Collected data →
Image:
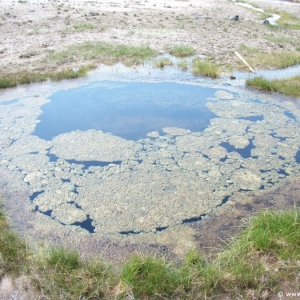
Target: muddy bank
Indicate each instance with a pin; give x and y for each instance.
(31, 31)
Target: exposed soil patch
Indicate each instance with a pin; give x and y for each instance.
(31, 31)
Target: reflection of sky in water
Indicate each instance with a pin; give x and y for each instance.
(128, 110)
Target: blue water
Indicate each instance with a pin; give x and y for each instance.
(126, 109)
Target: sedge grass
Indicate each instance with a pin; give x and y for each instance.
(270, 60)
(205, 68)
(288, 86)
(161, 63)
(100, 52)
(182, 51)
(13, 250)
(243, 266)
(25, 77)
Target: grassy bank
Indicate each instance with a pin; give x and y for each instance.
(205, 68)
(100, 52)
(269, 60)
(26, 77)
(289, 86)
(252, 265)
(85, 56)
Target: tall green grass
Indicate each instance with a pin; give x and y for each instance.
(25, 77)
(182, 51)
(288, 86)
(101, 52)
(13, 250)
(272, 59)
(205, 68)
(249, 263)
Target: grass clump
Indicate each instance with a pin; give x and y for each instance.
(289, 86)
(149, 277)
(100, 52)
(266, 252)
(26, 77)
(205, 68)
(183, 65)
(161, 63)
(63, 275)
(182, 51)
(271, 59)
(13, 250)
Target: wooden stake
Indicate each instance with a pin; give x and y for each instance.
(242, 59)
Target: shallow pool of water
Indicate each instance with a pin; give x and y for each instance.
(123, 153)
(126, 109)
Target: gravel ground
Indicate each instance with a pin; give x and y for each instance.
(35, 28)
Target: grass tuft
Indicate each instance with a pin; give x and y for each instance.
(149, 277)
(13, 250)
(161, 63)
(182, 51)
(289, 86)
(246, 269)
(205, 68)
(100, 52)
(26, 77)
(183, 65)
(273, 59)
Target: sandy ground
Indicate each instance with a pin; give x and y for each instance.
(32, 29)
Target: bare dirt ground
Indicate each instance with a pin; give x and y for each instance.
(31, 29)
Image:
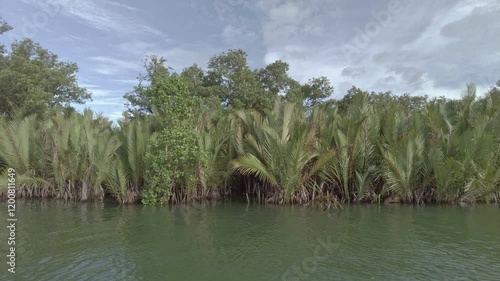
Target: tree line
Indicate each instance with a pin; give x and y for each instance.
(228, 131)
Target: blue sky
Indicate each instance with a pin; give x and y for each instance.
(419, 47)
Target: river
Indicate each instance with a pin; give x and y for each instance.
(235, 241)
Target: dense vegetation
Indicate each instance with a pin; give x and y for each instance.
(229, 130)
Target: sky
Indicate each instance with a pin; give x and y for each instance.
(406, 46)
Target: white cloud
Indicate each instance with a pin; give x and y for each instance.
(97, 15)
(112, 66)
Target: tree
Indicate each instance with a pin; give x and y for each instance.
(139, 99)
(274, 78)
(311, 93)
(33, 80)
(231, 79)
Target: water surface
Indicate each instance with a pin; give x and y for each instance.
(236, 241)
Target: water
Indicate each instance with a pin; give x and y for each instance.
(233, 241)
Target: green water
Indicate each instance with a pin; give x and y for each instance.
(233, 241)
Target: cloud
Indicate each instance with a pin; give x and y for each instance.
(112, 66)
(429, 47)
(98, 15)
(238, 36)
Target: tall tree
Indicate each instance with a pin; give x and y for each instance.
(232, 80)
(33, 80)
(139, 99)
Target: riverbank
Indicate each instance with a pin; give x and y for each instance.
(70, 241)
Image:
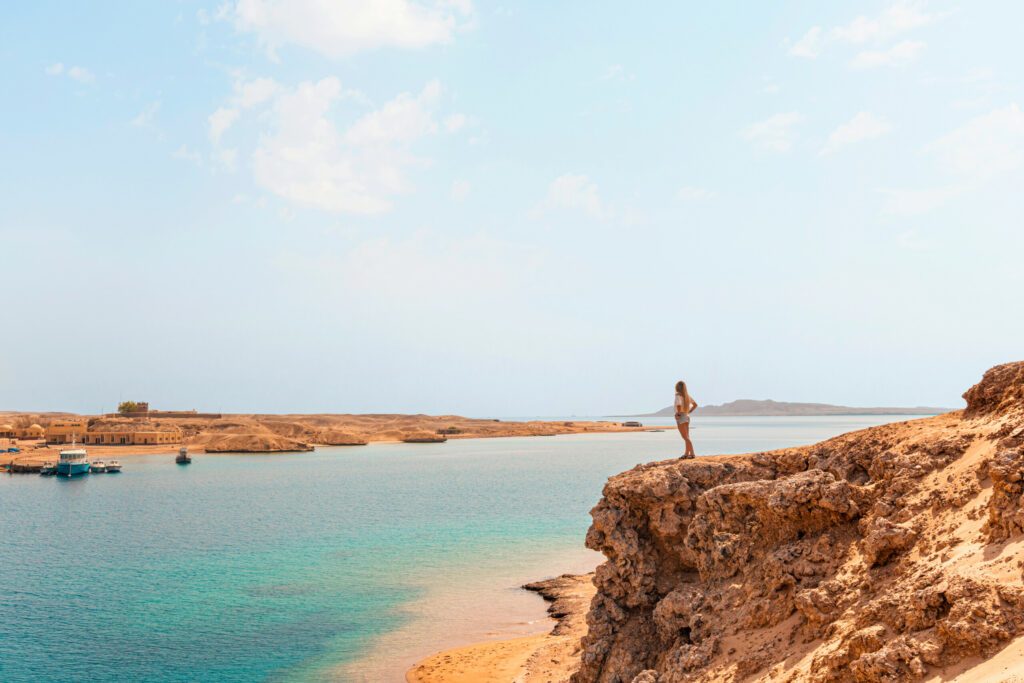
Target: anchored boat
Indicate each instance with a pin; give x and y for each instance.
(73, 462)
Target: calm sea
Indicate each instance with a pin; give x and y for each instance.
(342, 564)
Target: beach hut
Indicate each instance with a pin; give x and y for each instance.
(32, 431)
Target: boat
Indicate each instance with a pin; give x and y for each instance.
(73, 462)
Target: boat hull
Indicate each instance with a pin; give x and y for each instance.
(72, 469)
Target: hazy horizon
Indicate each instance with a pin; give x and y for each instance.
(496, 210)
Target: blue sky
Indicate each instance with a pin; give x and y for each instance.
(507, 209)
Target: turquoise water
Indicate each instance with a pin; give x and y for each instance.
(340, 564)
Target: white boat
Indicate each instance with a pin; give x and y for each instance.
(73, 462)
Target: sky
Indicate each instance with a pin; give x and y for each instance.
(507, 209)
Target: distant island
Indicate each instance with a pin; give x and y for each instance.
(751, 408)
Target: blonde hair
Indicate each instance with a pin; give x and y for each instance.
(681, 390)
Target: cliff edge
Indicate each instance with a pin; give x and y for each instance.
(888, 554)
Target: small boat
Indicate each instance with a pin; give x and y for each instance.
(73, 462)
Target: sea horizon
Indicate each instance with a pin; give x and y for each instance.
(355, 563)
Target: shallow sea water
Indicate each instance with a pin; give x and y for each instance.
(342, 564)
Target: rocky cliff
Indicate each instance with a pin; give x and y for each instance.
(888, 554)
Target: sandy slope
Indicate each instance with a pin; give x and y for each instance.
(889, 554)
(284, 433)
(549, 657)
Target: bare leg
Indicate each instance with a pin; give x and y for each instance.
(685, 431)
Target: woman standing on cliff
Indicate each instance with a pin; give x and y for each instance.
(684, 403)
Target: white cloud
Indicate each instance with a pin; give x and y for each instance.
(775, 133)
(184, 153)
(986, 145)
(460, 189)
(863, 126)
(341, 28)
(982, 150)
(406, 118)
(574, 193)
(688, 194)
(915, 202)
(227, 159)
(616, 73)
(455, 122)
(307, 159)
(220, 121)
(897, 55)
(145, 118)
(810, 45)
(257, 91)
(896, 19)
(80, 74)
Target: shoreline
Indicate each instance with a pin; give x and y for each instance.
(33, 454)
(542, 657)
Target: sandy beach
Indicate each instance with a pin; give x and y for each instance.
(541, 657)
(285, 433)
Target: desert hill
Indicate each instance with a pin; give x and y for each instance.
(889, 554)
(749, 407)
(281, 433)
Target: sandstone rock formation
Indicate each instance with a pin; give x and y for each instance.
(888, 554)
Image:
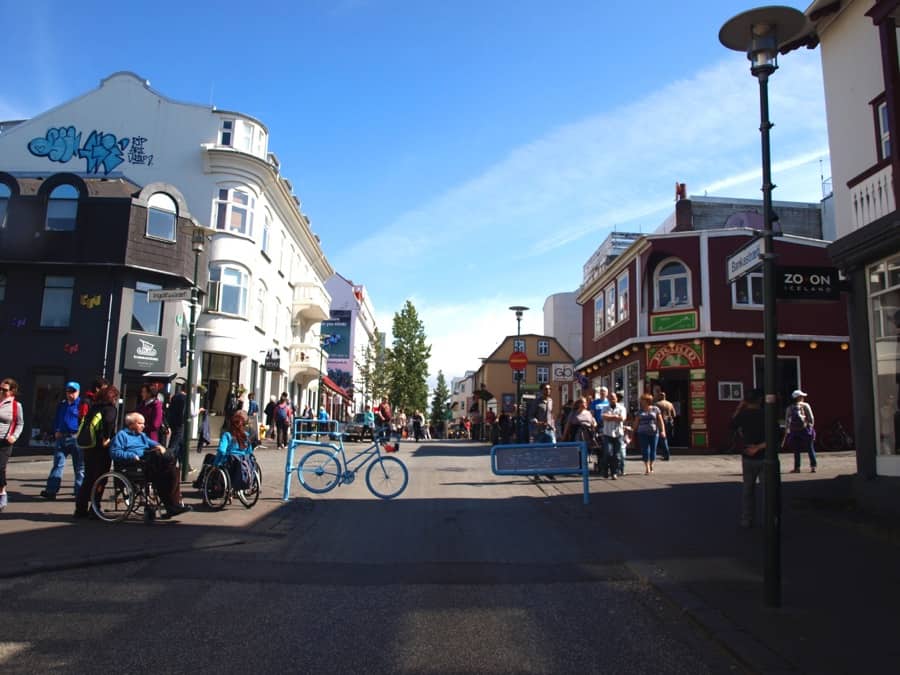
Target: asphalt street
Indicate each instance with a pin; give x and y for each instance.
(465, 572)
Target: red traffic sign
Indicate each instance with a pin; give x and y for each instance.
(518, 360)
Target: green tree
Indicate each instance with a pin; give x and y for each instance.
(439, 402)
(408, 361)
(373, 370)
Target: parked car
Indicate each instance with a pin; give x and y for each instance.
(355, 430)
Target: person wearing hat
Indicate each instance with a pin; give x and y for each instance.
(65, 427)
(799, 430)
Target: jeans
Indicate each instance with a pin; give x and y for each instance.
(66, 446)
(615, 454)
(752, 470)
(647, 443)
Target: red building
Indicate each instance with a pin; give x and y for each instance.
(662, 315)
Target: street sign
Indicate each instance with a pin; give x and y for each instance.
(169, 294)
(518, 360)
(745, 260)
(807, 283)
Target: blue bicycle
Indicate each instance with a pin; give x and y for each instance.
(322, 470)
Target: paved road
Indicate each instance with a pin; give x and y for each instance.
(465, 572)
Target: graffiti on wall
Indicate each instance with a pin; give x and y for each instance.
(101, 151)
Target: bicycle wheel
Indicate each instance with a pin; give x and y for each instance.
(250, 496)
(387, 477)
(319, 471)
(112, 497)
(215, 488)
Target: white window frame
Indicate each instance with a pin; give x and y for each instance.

Written problem →
Pictures excluded, quote all the data above exactly.

Task solution →
Image:
Target: muddy bank
Indicate each instance with a pin; give x and y for each instance.
(31, 31)
Target: exposed soil patch
Indicate each instance with a pin; give x and y for each instance.
(31, 31)
Target: reflection of sky in water
Indicate each instance with a pin; give x and y for each instance.
(128, 110)
Target: blue water
Indicate each instance with a pin; give x and y for each instance.
(126, 109)
Target: sedge grass
Indicate each instance with a pin; give x and y for each instance.
(270, 60)
(205, 68)
(288, 86)
(161, 63)
(100, 52)
(182, 51)
(13, 250)
(243, 266)
(25, 77)
Target: grassy bank
Indicate each instance with a pin; give x and y for each instance.
(205, 68)
(100, 52)
(269, 60)
(26, 77)
(289, 86)
(252, 265)
(85, 56)
Target: tall green grass
Indicate each instance with a pin; give x and y for each instance.
(25, 77)
(182, 51)
(288, 86)
(101, 52)
(13, 250)
(272, 59)
(205, 68)
(249, 263)
Target: grass clump
Indicate each instance with a pin; give x and y for each instance.
(289, 86)
(149, 277)
(100, 52)
(266, 252)
(26, 77)
(205, 68)
(183, 65)
(161, 63)
(63, 275)
(182, 51)
(271, 59)
(13, 250)
Target: wooden stake
Indicate each instance with a pin; give x and y for each instance.
(242, 59)
Target: shallow pool of water
Indicate each instance with a pin; give x and y for each instance.
(123, 153)
(126, 109)
Target: gravel ground
Indicate each instance with a pin; give x and y for each instance.
(35, 28)
Target: grass tuft
Indicate each instance with a pin; give x and y for each instance.
(149, 277)
(13, 250)
(161, 63)
(182, 51)
(289, 86)
(246, 269)
(205, 68)
(100, 52)
(26, 77)
(183, 65)
(273, 59)
Target: sandy ground
Indicate each instance with a pin; give x and y for each instance.
(32, 29)
Target: bare dirt ground
Indicate each instance with a pin; give x and y for each instance.
(31, 29)
Image:
Target: tree line
Indicate each instance with a pin; give x and y for each instance.
(228, 131)
Target: blue sky
Indicate each instance with a pin; give x and y for each instance.
(419, 47)
Target: river
Indicate each instance with a pin; give x and y for each instance.
(235, 241)
Target: dense vegetation
Indicate each instance with a pin; give x and y for each instance.
(229, 130)
Target: sky
Indicate each instance with a pin; give x and y for each instance.
(406, 46)
Target: white cloud
Indicate each instance with a pin; give x and y for each instance.
(97, 15)
(112, 66)
Target: tree
Indicate each instance with a pin; give x and y for each instance.
(139, 99)
(274, 78)
(311, 93)
(33, 80)
(231, 79)
Target: water surface
Indicate each instance with a pin; give x and y for each instance.
(236, 241)
Target: water
Indicate each instance with a pin; give x and y for each instance.
(233, 241)
Target: green water
Indicate each instance with a pin; give x and y for each instance.
(233, 241)
Target: cloud
Indicate each instance with a pin; give x and y for each instance.
(112, 66)
(429, 47)
(98, 15)
(238, 36)
Target: tall tree
Indicate each instance with a pin; give x and y for each instance.
(232, 80)
(33, 80)
(139, 99)
Target: riverbank
Indicate each instance with a pin; give x and y for each instance.
(70, 241)
Image:
Target: anchored boat
Indicate each instance with a pin; give x and y for each instance.
(73, 462)
Target: calm sea
Indicate each instance with a pin; give x and y for each instance.
(342, 564)
Target: beach hut
Indicate each instance with a pin; give x and y for each instance.
(32, 431)
Target: boat
Indicate each instance with a pin; give x and y for each instance.
(73, 462)
Target: boat hull
Indicate each instance with a pin; give x and y for each instance.
(72, 469)
Target: hazy horizon
Indicate each instance with a pin; give x and y for each instance.
(496, 210)
Target: blue sky
Indicate each instance with a pin; give x and y for each instance.
(507, 209)
Target: turquoise water
Indicate each instance with a pin; give x and y for each instance.
(340, 564)
Target: white boat
Indicate each instance with a pin; give x and y for each instance.
(73, 462)
Target: sky
Indicate each instance with a pin; give x and y for each instance.
(507, 209)
Target: distant island
Indicate each instance with a pin; give x and y for each instance.
(751, 408)
Target: blonde hair
Indicate each instance with a pin; give x and y for each instance.
(681, 390)
Target: cliff edge
Indicate each instance with a pin; give x and y for each instance.
(888, 554)
Target: small boat
Indicate each instance with a pin; give x and y for each instance.
(73, 462)
Target: sea horizon
Indicate each instance with a pin; give x and y for each instance.
(355, 563)
Target: shallow sea water
Indicate each instance with a pin; give x and y for each instance.
(342, 564)
Target: rocky cliff
Indicate each instance with a pin; give x and y for each instance.
(888, 554)
Target: sandy slope
Indicate each instance with a pin; give x and y for each instance.
(889, 554)
(284, 433)
(549, 657)
Target: bare leg
Indicate each instance with a pin; give x and y for each instance.
(685, 431)
Target: woman standing on cliff
Indicate each instance with a pin; give x and y for each instance.
(684, 403)
Target: white cloud
Indicate each instance with a pin; give x and y for each instance.
(775, 133)
(184, 153)
(986, 145)
(460, 189)
(863, 126)
(341, 28)
(982, 150)
(406, 118)
(574, 193)
(688, 194)
(915, 202)
(227, 159)
(616, 73)
(455, 122)
(307, 159)
(220, 121)
(897, 55)
(145, 118)
(810, 45)
(257, 91)
(896, 19)
(80, 74)
Target: shoreline
Indicate each instance with a pin; give x and y for each instance.
(33, 454)
(542, 657)
Target: sandy beach
Indicate each instance with a pin; give x and y for each instance.
(541, 657)
(285, 433)
Target: desert hill
Indicate each instance with a pin; give x and y for each instance.
(889, 554)
(749, 407)
(281, 433)
Target: sandstone rock formation
Indicate each instance with a pin; give x and y for each instance.
(888, 554)
Image:
Target: asphalt street
Indicate each instance with a pin; give x and y for each instance.
(465, 572)
Target: red traffic sign
Indicate each instance with a pin; give x and y for each instance.
(518, 360)
Target: green tree
Indicate each instance with a pin; give x and y for each instance.
(439, 402)
(408, 361)
(373, 370)
Target: parked car
Indicate each instance with a pin; give x and y for each instance.
(355, 430)
Target: person wearing hat
Indicate each instance with a pin; give x and y for each instance.
(65, 427)
(799, 430)
Target: jeans
Indicate each instance with a pin; give x and y for each instance.
(66, 446)
(615, 454)
(752, 470)
(647, 443)
Target: red building
Indicate each instance with a pin; give x and y for each instance.
(662, 315)
Target: street sign
Indicate each instance with a pin; give x and y for each instance.
(169, 294)
(518, 360)
(745, 260)
(807, 283)
Target: blue bicycle
Indicate each instance with a pin; give x and y for each instance.
(322, 470)
Target: paved road
Indicate each instance with a pin; give x and y for each instance.
(465, 572)
Target: graffiti on wall
Indicate each instance with a pin; give x and y for each instance.
(101, 151)
Target: bicycle wheel
Indicate each instance with a pin; give x and y for each instance.
(250, 496)
(387, 477)
(319, 471)
(112, 497)
(215, 488)
Target: white window frame
Indicate each instance with a pin; give x and y for each instance.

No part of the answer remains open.